┌────────

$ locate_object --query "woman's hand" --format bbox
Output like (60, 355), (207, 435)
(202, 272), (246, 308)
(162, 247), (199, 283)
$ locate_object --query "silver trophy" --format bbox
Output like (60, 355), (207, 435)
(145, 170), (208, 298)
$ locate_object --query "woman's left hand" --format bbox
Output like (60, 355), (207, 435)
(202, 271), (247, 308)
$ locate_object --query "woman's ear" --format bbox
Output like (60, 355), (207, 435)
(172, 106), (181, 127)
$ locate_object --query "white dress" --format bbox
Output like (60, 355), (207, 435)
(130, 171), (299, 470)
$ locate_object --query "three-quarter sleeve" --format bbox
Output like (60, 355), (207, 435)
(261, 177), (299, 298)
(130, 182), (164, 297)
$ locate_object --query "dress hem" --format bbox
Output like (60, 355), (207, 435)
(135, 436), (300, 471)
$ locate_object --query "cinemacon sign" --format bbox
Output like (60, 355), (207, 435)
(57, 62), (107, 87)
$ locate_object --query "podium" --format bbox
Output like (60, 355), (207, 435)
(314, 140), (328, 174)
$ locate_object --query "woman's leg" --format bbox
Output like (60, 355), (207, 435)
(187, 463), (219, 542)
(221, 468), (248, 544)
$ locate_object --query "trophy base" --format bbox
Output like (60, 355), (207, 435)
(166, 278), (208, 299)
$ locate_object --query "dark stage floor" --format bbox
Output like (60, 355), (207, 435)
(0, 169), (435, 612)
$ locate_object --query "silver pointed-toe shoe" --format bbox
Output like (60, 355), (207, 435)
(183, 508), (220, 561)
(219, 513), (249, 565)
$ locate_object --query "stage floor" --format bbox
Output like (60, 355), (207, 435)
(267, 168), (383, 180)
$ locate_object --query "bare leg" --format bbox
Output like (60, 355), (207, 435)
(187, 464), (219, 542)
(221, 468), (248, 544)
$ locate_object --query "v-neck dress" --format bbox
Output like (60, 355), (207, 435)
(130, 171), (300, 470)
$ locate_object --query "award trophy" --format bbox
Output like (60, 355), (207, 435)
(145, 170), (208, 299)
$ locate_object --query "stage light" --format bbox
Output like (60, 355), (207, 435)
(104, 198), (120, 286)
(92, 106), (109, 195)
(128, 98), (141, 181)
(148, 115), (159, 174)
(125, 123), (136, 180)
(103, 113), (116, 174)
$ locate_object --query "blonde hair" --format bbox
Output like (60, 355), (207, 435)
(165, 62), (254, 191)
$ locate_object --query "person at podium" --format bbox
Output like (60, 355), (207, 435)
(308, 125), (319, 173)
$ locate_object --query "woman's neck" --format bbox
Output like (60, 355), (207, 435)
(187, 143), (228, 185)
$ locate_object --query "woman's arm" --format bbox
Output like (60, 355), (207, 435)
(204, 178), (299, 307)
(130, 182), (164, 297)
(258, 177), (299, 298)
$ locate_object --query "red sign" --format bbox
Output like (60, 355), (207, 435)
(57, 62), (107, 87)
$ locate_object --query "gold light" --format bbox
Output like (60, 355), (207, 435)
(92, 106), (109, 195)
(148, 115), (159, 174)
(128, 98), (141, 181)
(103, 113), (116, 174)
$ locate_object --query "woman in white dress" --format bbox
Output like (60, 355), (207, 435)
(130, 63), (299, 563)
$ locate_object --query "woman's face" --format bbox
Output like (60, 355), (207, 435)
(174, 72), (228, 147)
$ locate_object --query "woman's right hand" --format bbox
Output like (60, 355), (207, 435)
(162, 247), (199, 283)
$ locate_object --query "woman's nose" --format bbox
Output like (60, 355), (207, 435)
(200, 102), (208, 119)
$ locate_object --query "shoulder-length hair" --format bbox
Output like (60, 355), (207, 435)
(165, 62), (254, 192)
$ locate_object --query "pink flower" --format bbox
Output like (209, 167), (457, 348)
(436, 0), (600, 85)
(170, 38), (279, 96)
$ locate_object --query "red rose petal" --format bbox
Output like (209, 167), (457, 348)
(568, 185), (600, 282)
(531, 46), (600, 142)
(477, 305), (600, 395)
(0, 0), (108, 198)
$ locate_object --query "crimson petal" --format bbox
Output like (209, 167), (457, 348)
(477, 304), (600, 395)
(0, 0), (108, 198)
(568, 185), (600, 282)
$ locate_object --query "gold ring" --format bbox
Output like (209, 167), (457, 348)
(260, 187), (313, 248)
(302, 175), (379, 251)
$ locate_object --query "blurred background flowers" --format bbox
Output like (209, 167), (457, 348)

└────────

- _Short task_
Reproduce the entries above word for word, from their first line through the line containing "(172, 106), (181, 127)", both ends included.

- _Final result_
$ locate_object --query "woman's hand" --format bbox
Output like (60, 355), (207, 435)
(202, 272), (246, 308)
(162, 247), (199, 283)
$ locate_object --query "silver trophy" --format bbox
Output like (60, 355), (207, 435)
(145, 170), (208, 298)
$ locate_object --query "woman's left hand" --format bbox
Output like (60, 355), (207, 435)
(202, 271), (247, 308)
$ locate_object --query "woman's ear" --format bbox
Output like (60, 355), (207, 435)
(172, 106), (181, 127)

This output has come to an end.